OBJECTIVE: The records below are to be repeated in full, exactly as they are.

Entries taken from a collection
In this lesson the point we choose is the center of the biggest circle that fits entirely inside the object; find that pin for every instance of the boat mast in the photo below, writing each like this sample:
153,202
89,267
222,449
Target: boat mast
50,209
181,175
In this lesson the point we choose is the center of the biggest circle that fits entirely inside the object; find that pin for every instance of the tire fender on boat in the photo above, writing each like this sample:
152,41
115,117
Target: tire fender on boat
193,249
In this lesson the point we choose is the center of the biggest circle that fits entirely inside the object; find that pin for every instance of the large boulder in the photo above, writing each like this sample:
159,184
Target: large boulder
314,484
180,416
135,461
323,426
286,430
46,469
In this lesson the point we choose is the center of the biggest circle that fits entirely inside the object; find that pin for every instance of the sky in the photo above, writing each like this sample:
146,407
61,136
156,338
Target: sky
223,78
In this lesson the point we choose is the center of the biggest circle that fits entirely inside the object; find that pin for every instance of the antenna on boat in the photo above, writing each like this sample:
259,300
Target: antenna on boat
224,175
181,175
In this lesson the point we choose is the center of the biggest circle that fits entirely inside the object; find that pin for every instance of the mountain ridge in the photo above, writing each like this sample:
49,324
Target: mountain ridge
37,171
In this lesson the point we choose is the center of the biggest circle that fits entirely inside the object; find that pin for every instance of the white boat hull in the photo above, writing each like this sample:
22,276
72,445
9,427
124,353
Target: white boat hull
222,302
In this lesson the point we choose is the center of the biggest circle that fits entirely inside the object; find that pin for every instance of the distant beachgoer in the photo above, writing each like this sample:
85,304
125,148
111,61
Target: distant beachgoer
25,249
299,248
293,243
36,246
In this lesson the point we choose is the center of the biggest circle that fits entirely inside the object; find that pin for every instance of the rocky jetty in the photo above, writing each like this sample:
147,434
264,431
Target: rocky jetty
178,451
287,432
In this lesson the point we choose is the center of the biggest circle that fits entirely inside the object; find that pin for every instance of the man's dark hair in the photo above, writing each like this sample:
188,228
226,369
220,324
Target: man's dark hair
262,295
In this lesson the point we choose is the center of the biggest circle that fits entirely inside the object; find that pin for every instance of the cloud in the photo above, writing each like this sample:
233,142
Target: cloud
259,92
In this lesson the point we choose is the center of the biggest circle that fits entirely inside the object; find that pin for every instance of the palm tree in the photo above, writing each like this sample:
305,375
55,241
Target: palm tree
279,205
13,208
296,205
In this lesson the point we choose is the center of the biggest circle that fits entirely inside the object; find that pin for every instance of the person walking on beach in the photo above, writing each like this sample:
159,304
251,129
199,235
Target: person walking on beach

ANSWER BELOW:
In this lesson the point we choose is the center of the biggest circle that fits entirely inside the object; find that pin for every instance of the boat mast in the photo below, writing each like this sample:
153,202
89,267
222,449
Target: boat mast
50,209
181,175
In this lesson the point we choose is the center of the biggest circle that fits entirely inside the object; find that pin for every instance of the tire fender on boat in the photo above, writing each like this sample:
152,41
115,117
Target: tire fender on boat
193,249
In this lesson the point we choose is the center of the biggest circle that fits entirely inside the object; find that pin for every instance of the large boulder in the photo above, writing each like this sample:
159,184
Target: large boulder
314,484
180,416
135,461
323,426
286,430
46,469
In this lesson the point we choose is the center of the biggest circle that fits entirely inside the object; find that pin for every instance of the sky in the photo above, writing each like this sample:
146,407
61,136
156,338
Target: sky
223,78
In this lesson the point we choose is the center of the biggest circle that fits entirely inside the object; find that pin for every instance of the antenna on boat in the photo above, writing each like this sample:
259,300
Target: antenna on boat
224,175
181,175
In this lesson the point we choose is the center of the biggest circle that fits entirely inside the object; find that pin for every instance of the mountain ridge in the photo above, writing each like this sample:
49,324
Target: mountain ridge
37,171
In this lesson the point we choose is the center of the biggest circle that fits entirely inside the object; find that pin for every instance of the white boat hull in the photo above, writing each like this sample:
22,276
72,445
9,427
124,353
Target: white boat hull
222,302
In this lesson the point we choose is the center of the biggest circle that fits entirely inside the object; find that pin for every instance of the distant beachgoer in the photo above, writing each like this sample:
85,304
125,148
111,61
Target: distant beachgoer
25,249
299,248
293,243
36,246
In this lesson the point we choose is the center of the biggest circle that fits entirely inside the object; find that pin for every instance of the rocky jetty in the photo above, writing each like this sample:
147,434
264,431
Target: rocky jetty
178,451
287,432
In this lesson the point we choose is the center of the biggest circle that fits entirely inside the object; find that pin for every instance of the man's dark hair in the photo above, writing each like this sample:
188,228
226,369
220,324
Target: man's dark hair
262,295
In this lesson the point we choose is the center of the biggest circle that fits entirely inside the object; find that pin for every instance of the cloud in the photo above, writing each like this sample:
233,142
Target: cloud
259,92
In this lesson the point we choose is the center of the biggest circle that fits entirely inside the object; find that pin for every instance of the palm tree in the photo above, writing each like this sample:
305,375
55,241
Target: palm tree
279,205
13,208
296,205
In this lesson the point we choose is the center of the biggest circle that fits entirely inside the object; find that pin for every instance of the person walking on beach in the photo above, writing each like this sample:
159,304
251,129
199,235
Target: person walking on beach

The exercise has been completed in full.